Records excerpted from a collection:
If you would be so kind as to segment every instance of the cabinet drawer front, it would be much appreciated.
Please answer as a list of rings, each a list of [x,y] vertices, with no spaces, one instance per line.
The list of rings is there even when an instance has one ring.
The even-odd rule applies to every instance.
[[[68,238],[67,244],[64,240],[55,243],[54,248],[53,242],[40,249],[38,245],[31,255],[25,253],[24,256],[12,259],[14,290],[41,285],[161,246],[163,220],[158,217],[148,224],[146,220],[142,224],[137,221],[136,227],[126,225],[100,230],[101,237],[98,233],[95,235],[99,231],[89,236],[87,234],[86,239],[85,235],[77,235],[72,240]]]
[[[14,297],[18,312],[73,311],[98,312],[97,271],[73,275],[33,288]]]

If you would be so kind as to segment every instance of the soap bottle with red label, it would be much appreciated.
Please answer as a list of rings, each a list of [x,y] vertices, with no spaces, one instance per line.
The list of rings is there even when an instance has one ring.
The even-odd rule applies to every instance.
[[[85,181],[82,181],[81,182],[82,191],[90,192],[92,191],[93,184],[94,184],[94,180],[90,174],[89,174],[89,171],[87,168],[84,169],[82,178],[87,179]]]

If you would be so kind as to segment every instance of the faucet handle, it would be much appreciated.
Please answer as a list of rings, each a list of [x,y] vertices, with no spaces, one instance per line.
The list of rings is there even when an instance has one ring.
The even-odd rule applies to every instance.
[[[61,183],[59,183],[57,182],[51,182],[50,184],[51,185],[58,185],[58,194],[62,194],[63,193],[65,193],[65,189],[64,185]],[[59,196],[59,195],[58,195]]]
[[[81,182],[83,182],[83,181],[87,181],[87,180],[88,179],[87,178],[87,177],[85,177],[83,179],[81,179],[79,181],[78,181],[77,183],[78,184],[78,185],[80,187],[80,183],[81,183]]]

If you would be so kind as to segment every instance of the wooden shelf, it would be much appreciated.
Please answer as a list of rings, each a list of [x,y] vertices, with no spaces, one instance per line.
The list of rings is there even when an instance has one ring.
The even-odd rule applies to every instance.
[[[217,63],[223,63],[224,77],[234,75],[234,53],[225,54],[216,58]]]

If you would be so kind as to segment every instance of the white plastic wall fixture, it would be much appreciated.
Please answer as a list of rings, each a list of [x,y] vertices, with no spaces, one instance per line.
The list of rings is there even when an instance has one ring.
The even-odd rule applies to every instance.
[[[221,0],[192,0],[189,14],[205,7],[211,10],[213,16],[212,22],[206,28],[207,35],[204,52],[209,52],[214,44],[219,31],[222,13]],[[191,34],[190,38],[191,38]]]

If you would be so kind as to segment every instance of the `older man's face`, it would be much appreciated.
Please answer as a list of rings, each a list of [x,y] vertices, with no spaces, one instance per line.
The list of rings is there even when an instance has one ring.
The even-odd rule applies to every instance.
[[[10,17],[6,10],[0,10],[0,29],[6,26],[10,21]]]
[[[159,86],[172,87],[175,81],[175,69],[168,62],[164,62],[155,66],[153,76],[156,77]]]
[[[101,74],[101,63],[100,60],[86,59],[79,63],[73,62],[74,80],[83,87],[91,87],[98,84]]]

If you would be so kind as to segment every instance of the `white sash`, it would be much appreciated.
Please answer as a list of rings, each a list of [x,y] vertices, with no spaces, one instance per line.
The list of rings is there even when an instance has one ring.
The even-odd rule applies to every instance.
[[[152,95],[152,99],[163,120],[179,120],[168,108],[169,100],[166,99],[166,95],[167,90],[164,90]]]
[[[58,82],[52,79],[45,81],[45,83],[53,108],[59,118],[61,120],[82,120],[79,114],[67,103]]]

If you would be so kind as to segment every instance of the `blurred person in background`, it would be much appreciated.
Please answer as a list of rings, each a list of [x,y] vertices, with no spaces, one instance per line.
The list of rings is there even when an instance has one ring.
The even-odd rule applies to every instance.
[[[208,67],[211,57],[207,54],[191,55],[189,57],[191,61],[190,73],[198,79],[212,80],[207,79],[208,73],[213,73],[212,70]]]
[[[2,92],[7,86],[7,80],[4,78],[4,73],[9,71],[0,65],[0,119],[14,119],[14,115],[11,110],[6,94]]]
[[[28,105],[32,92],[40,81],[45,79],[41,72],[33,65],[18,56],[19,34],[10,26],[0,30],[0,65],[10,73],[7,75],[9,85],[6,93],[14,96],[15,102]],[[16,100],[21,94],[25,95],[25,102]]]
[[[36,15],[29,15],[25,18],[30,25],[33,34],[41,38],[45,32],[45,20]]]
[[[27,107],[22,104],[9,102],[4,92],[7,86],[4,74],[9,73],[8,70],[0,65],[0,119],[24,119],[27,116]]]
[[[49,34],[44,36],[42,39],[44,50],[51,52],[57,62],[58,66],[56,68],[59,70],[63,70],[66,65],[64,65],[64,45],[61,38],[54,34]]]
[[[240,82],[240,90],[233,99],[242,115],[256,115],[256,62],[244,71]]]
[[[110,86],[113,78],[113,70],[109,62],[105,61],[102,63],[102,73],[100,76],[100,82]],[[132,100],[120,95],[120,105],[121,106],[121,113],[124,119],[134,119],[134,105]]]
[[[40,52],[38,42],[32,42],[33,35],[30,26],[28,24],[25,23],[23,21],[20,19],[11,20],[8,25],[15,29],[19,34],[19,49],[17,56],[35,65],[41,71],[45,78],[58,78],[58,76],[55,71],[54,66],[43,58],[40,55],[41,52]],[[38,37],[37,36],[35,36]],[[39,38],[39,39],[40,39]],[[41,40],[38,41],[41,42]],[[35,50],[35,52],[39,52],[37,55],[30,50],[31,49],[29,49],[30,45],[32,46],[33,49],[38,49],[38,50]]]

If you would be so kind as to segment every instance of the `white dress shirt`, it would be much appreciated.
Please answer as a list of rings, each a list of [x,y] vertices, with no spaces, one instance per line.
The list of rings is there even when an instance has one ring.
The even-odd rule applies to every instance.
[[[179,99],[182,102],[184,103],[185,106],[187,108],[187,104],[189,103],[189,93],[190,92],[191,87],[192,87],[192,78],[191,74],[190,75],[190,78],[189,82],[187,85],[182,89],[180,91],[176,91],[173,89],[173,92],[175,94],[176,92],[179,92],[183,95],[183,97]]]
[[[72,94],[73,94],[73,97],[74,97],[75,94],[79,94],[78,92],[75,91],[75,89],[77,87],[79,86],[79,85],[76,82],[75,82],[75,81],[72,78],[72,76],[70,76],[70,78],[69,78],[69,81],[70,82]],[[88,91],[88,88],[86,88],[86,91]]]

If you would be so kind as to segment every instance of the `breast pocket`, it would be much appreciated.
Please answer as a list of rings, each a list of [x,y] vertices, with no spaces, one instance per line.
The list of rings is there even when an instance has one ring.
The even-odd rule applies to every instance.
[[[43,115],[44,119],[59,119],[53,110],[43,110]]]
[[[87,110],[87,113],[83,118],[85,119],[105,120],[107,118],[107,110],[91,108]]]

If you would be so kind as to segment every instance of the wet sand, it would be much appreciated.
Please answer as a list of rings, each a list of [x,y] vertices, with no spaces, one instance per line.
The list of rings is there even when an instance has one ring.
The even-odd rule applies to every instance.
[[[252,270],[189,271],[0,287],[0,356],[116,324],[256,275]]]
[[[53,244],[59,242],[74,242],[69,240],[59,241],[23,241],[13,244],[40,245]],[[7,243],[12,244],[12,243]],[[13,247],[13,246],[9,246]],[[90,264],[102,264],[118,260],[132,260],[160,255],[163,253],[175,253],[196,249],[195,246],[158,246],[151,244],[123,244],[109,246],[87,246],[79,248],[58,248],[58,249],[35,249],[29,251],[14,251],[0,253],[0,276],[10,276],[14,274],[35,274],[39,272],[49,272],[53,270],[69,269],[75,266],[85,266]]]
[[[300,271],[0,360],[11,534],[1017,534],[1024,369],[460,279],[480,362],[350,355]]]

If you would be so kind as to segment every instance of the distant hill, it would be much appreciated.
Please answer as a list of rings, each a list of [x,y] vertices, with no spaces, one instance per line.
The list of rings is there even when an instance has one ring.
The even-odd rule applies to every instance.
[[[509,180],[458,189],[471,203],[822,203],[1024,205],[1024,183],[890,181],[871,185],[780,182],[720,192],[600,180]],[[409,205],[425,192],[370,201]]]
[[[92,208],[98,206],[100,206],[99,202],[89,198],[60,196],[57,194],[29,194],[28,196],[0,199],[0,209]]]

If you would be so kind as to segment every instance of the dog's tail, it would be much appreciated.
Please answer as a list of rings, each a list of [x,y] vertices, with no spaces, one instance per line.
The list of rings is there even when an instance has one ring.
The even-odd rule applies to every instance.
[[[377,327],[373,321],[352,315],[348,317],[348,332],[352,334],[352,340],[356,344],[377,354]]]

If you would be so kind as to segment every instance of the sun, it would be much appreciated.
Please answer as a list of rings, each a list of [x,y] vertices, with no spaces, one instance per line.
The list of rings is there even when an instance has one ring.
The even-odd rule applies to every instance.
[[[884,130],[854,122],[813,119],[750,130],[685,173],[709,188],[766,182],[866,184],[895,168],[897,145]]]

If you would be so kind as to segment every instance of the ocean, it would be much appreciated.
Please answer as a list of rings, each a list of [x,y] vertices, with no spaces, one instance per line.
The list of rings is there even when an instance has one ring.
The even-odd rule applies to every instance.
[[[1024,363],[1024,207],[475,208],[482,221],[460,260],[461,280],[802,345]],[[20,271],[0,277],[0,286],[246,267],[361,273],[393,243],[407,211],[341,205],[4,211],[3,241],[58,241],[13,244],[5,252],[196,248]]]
* * *
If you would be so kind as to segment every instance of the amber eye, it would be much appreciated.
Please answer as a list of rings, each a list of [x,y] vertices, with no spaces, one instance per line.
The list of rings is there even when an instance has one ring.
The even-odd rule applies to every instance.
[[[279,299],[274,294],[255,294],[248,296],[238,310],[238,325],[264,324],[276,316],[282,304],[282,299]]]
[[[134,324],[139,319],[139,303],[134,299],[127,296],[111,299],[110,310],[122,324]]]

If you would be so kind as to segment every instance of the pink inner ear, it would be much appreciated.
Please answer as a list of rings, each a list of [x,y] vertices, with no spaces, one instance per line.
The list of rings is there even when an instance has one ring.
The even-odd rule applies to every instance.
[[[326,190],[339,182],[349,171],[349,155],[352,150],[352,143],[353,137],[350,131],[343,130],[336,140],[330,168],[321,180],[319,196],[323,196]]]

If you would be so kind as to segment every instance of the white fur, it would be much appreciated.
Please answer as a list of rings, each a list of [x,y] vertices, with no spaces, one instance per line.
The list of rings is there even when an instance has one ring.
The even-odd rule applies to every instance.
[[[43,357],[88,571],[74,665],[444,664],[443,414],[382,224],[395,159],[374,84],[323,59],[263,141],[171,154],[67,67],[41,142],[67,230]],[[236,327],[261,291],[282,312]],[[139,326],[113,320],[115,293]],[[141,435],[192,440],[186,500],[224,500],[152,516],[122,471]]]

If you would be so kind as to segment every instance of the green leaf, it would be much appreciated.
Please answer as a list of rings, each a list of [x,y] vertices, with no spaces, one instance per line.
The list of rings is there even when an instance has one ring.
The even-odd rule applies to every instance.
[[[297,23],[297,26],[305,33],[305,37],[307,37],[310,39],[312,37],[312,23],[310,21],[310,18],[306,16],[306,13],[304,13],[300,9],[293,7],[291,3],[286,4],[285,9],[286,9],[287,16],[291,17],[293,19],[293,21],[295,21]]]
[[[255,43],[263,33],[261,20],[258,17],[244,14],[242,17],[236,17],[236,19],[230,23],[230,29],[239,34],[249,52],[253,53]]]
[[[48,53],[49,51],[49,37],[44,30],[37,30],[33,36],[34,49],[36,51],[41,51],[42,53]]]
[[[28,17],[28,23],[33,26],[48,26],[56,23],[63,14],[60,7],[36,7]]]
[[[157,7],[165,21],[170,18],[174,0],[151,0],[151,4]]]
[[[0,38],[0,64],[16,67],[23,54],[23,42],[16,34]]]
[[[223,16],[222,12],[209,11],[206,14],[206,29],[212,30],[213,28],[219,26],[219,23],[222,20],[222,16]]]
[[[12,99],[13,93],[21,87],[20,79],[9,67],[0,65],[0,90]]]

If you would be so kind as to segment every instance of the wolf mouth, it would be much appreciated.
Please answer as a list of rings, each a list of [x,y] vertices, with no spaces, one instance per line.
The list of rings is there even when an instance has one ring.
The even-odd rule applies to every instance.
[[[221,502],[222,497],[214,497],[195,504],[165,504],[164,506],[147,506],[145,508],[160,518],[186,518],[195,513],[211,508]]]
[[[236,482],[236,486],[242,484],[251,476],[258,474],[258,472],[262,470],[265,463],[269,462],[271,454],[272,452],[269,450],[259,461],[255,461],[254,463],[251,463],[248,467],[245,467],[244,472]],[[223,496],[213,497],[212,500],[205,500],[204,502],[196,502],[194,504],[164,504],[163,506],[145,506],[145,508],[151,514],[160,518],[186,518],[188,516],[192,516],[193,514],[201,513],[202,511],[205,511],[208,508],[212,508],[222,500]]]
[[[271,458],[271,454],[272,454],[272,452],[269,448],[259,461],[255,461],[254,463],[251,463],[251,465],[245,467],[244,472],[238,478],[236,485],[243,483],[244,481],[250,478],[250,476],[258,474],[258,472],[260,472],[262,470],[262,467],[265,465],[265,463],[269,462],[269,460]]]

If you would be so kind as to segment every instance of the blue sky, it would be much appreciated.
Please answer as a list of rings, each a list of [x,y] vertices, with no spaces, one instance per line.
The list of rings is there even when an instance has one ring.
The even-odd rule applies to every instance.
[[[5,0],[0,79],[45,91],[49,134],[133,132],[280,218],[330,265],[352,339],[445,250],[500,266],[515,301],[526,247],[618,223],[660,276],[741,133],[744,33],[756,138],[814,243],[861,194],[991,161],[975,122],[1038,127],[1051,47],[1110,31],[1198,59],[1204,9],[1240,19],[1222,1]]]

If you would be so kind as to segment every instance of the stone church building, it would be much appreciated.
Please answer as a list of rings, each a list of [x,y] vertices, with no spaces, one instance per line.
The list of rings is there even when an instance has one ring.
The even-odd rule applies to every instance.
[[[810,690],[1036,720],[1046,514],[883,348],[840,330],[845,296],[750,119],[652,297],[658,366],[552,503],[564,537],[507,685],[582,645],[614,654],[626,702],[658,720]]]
...
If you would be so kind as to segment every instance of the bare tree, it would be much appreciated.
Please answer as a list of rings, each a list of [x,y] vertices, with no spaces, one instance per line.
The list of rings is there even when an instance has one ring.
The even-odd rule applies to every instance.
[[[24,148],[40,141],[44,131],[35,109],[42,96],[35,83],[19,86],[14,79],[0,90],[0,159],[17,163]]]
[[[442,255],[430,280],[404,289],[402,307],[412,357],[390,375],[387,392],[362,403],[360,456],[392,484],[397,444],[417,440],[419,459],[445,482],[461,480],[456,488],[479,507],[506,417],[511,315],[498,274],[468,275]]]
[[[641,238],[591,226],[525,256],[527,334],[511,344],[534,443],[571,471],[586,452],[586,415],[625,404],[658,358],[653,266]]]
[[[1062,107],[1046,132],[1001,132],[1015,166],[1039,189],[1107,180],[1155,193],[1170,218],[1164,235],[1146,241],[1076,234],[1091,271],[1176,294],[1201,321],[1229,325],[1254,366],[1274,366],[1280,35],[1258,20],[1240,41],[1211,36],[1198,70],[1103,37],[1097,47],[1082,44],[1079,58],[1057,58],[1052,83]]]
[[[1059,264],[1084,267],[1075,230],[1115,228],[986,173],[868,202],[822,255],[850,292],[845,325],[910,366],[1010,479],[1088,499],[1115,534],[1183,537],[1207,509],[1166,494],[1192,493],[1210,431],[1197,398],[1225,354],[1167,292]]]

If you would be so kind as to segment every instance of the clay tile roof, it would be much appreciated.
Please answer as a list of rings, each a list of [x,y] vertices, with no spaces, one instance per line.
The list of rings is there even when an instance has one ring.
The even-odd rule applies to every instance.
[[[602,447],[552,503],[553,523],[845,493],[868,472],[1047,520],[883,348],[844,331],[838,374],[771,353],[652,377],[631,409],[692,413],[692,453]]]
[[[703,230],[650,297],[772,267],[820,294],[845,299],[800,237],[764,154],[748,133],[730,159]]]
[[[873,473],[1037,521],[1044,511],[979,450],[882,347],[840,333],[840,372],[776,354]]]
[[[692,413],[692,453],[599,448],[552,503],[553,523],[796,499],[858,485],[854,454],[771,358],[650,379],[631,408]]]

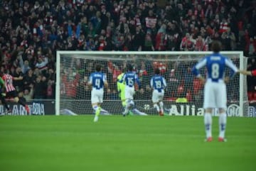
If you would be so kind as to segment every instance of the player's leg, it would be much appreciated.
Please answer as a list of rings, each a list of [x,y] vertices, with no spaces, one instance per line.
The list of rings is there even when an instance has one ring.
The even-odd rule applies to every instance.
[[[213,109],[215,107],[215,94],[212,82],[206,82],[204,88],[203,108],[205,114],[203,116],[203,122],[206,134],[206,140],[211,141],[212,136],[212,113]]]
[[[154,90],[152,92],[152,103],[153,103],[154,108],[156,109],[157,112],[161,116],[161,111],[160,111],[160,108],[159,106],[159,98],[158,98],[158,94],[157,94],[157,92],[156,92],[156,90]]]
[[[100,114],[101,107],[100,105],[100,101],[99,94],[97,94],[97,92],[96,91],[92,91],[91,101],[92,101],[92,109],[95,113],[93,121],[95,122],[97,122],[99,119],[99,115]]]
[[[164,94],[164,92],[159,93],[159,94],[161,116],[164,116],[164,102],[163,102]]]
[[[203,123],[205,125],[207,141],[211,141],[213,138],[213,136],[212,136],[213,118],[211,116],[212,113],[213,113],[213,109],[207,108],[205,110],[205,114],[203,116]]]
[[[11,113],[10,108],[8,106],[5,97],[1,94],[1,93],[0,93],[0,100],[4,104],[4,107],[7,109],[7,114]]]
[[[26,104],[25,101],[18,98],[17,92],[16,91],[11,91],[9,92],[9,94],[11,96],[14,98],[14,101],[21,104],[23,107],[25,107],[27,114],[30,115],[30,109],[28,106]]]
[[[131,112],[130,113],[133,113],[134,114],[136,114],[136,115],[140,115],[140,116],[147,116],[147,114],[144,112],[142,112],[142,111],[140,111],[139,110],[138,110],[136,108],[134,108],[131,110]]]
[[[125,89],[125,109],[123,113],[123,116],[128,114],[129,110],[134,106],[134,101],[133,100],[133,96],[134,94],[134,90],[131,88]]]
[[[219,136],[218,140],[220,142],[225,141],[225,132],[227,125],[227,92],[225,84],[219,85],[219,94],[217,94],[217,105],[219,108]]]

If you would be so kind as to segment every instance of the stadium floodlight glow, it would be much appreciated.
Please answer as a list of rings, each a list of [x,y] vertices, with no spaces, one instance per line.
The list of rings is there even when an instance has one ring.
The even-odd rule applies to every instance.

TASK INSTRUCTIONS:
Pull out each line of the data above that contains the word "white".

TASK SOLUTION:
If you would be so kind as to segment every instance of the white plastic wall fixture, it would be much appreciated.
If you would be so kind as to segment every instance of the `white sash`, it would be much appreciated.
If you would be so kind as to segment every instance of the `white dress shirt`, it would be much appreciated.
If you would be so kind as to segment every instance of the white fur, it would be much appreciated.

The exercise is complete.